EXERCISE PROMPT:
Set out every line of the records below as a numbered list, skipping blank lines and leaving the pictures out.

PROVIDED DATA:
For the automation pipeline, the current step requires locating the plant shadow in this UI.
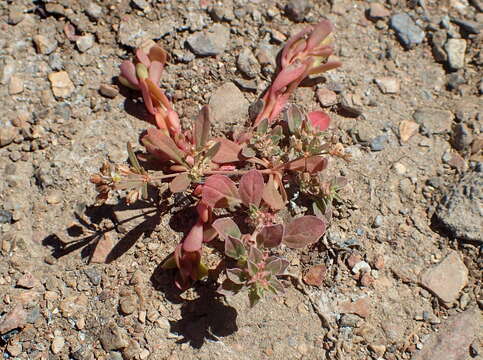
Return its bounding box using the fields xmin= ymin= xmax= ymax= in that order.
xmin=151 ymin=265 xmax=238 ymax=349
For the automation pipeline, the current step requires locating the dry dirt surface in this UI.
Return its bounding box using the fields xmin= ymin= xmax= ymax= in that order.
xmin=0 ymin=0 xmax=483 ymax=360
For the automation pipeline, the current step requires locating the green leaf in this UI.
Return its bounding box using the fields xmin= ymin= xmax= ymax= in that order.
xmin=270 ymin=125 xmax=283 ymax=145
xmin=169 ymin=173 xmax=191 ymax=193
xmin=257 ymin=118 xmax=268 ymax=135
xmin=211 ymin=217 xmax=241 ymax=240
xmin=127 ymin=142 xmax=143 ymax=174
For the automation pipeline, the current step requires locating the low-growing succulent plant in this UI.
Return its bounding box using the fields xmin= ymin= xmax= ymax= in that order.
xmin=91 ymin=20 xmax=348 ymax=304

WRITTEN ANSWER:
1. For the automation pipeline, the current step requires locating the plant shadow in this UI.
2. Return its bounding box using the fields xmin= ymin= xmax= ymax= in that order.
3. xmin=151 ymin=265 xmax=238 ymax=349
4. For the automation pipeline, the current step requires locating the dry dirt surface in this UI.
5. Return its bounding box using the fields xmin= ymin= xmax= ymax= in that order.
6. xmin=0 ymin=0 xmax=483 ymax=360
7. For the automation pipeline, the current step requires locating the green leaf in this UI.
8. Return its bounding box using the fields xmin= ymin= xmax= ymax= in that order.
9. xmin=270 ymin=125 xmax=283 ymax=145
10. xmin=169 ymin=173 xmax=191 ymax=193
11. xmin=257 ymin=118 xmax=268 ymax=135
12. xmin=211 ymin=217 xmax=241 ymax=240
13. xmin=127 ymin=142 xmax=143 ymax=174
14. For the automation pipeline, the current step requires locating the low-growing succulent plant in this UI.
15. Return its bounding box using the fields xmin= ymin= xmax= ymax= in that order.
16. xmin=91 ymin=20 xmax=348 ymax=304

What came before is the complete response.